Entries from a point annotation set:
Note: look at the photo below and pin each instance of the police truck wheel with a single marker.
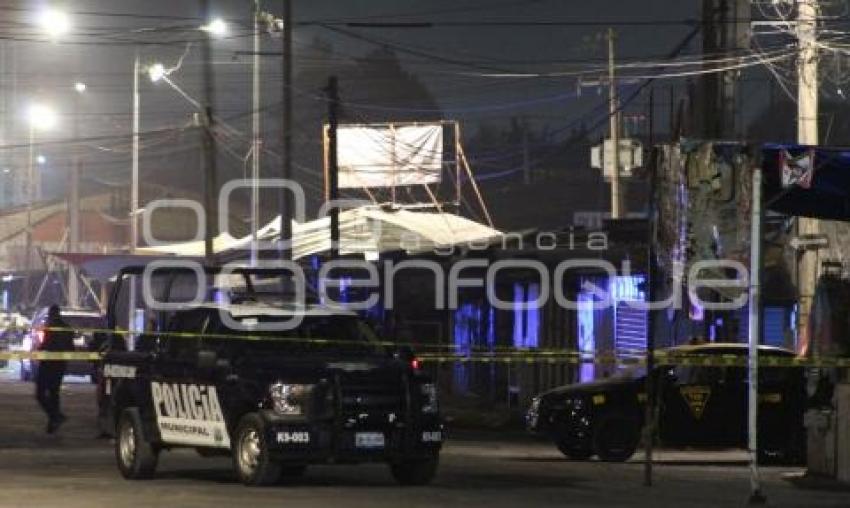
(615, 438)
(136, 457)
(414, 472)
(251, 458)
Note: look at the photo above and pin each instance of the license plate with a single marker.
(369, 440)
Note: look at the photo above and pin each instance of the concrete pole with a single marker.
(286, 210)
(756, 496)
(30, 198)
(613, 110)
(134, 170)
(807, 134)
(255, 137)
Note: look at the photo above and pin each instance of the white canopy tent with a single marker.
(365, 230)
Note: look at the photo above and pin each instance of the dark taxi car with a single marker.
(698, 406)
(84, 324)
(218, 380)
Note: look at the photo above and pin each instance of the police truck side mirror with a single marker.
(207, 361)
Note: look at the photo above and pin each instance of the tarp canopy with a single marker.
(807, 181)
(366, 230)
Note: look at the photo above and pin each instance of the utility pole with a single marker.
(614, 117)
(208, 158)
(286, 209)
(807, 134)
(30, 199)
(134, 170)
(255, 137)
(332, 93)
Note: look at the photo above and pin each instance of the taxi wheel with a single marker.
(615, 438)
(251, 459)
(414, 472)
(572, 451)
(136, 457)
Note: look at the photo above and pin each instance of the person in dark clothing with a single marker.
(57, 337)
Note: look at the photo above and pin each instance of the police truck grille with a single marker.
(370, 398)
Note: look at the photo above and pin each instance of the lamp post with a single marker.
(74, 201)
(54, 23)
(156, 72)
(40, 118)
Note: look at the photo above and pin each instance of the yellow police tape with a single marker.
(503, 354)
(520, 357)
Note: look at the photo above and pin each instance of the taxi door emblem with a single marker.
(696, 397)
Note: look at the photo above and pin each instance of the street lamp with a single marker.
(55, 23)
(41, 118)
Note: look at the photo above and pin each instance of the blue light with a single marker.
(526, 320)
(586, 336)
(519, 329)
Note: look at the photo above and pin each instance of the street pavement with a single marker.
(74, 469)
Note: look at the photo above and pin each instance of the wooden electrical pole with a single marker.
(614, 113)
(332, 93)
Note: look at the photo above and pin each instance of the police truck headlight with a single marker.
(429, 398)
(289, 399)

THE PROBLEM: All entries are to be retyped exactly. Omit any embedded images.

FULL RESPONSE:
Note: look at the photo below and pin each instance of the police truck wheel with a single marker.
(615, 438)
(136, 457)
(414, 472)
(251, 458)
Note: look at the photo above and pin each instance of the license plate with a single marker.
(369, 440)
Note: look at the photo above and pin each instance of the concrete pole with a single marker.
(286, 210)
(756, 496)
(30, 198)
(613, 110)
(134, 170)
(807, 134)
(255, 137)
Note: look at the photo above and pin each instance of the white canopy tent with a single marker.
(365, 230)
Note: look at the photo above and pin each instance of the dark taxi car with a single marker.
(698, 406)
(84, 324)
(218, 380)
Note: look at the photo above and pin each instance of the police truck side mirror with a single marker.
(207, 361)
Note: look at the photo above and pin each instance of the tarp canopy with a single marker.
(807, 181)
(366, 230)
Note: look at the photo above and pin each instance of the utility pole with a single marker.
(614, 117)
(208, 158)
(286, 209)
(807, 134)
(30, 199)
(134, 170)
(255, 137)
(332, 93)
Note: look at the photo above and pin each instance of the taxi wheel with a single marker.
(615, 438)
(251, 459)
(414, 472)
(572, 451)
(136, 457)
Note: look at the photo above and pin each instance of the person in dark clothing with a single marker.
(57, 337)
Note: look at the photo above and pin each instance of the police truck grille with a single marker.
(370, 398)
Note: look at the photo above and pin each instance of the lamp post with a single marker.
(74, 201)
(54, 23)
(156, 72)
(40, 118)
Note: look at the photo above and pin each instance of the yellow police tape with a single marker.
(503, 354)
(520, 357)
Note: look at the photo above and pin each instance of the taxi door emblem with a single marker.
(696, 397)
Note: look at the photo above and pin each instance of the street lamp with a single marker.
(55, 23)
(41, 118)
Note: look at the photo above and pin each instance of the blue light with a single marker.
(526, 320)
(586, 336)
(519, 329)
Note: look at the photo above and pin each instance of the street pavement with a single marker.
(74, 469)
Note: look at the photo above and pin each instance of the wooden electrical pole with a single marker.
(614, 113)
(332, 93)
Note: look at the photo above and pin each instance of the police truck headlight with a single marker.
(429, 398)
(289, 399)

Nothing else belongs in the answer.